**Compiti da svolgere:**
- 1) Nella sentenza della Cassazione, in che data si è tenuta la pubblica udienza?
- 2) Scrivi i nomi di tutti i magistrati che compongono il collegio nella sentenza della Cassazione, con il ruolo di ciascuno.
-------- Documento di partenza --------
Sentenza Sentenza Cassazione Civile n. 5337 del 27/02/2020

Cassazione civile sez. trib., 27/02/2020, (ud. 19/09/2019, dep. 27/02/2020), n.5337

LA CORTE SUPREMA DI CASSAZIONE

SEZIONE TRIBUTARIA

Composta dagli Ill.mi Sigg.ri Magistrati:

Dott. CIRILLO Ettore – Presidente –

Dott. CRUCITTI Roberta – Consigliere –

Dott. CONDELLO Pasqualina Anna Piera – Consigliere –

Dott. FEDERICI Francesco – Consigliere –

Dott. PERINU Renato – rel. Consigliere –

ha pronunciato la seguente:

SENTENZA

sul ricorso 17260-2013 proposto da:

SYNDIAL SPA, in persona del legale rappresentante pro tempore,

elettivamente domiciliato in ROMA VIA G. AVEZZANA 8, presso lo

studio dell’avvocato PAOLO GRASSI, che lo rappresenta e difende

unitamente all’avvocato MASSIMILIANO NICODEMO giusta delega in

calce;

– ricorrente –

contro

AGENZIA DELLE ENTRATE in persona del Direttore pro tempore,

elettivamente domiciliato in ROMA VIA DEI PORTOGHESI 12, presso

l’AVVOCATURA GENERALE DELLO STATO, che lo rappresenta e difende;

– controricorrente –

e contro

AGENZIA DELLE ENTRATE DIREZIONE PROVINCIALE (OMISSIS) DI ROMA UFFICIO

CONTROLLI;

– intimata –

avverso la sentenza n. 109/2012 della COMM. TRIB. REG. di ROMA,

depositata il 20/06/2012;

udita la relazione della causa svolta nella pubblica udienza del

19/09/2019 dal Consigliere Dott. RENATO PERINU;

udito il P.M. in persona del Sostituto Procuratore Generale Dott.

UMBERTO DE AUGUSTINIS che ha concluso per l’inammissibilità in

subordine rigetto del ricorso;

udito per il ricorrente l’Avvocato NICODEMO che ha chiesto

l’accoglimento;

udito per il controricorrente l’Avvocato PISANA che si riporta agli

atti.
-------- Materiale fornito --------
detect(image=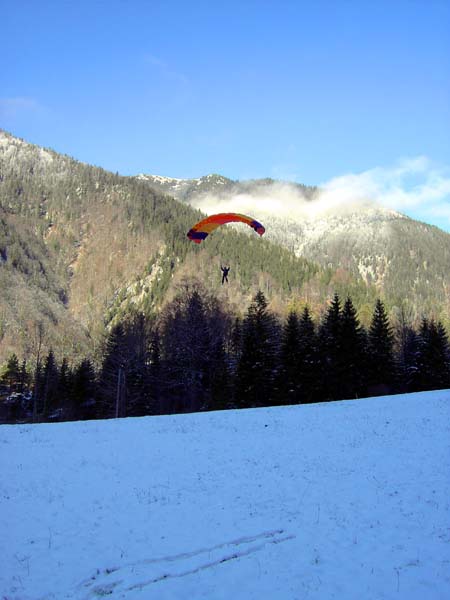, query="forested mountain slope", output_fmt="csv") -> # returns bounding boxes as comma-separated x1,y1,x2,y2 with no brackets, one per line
0,131,350,361
143,175,450,325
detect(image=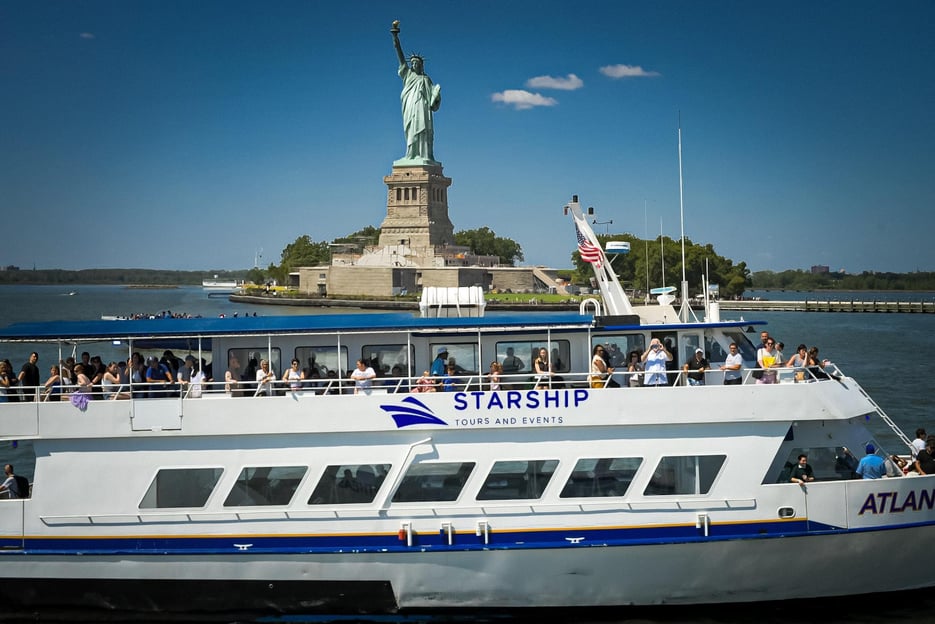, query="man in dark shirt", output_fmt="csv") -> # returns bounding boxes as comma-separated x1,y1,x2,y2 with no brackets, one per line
789,455,815,485
18,351,39,401
682,348,711,386
915,438,935,474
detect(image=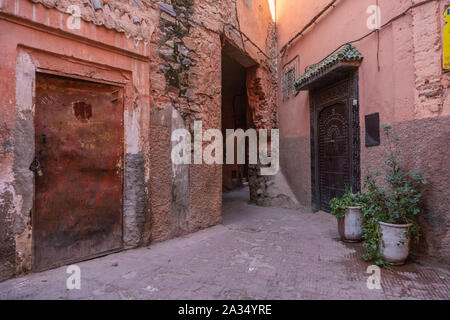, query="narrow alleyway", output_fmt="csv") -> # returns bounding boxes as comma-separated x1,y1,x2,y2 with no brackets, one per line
0,189,450,299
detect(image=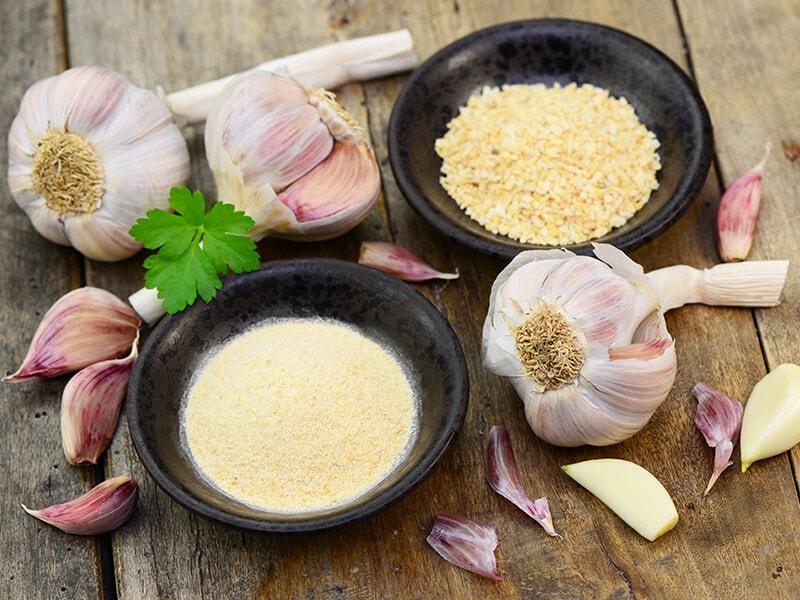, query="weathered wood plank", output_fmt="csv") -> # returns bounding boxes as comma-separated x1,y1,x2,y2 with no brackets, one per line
0,0,800,599
0,0,106,599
--------
**Risposte ai compiti:**
- 1) Il 19/09/2019.

- 2)
- Dott. Ettore Cirillo: Presidente
- Dott. Roberta Crucitti: Consigliere
- Dott. Pasqualina Anna Piera Condello: Consigliere
- Dott. Francesco Federici: Consigliere
- Dott. Renato Perinu: Consigliere relatore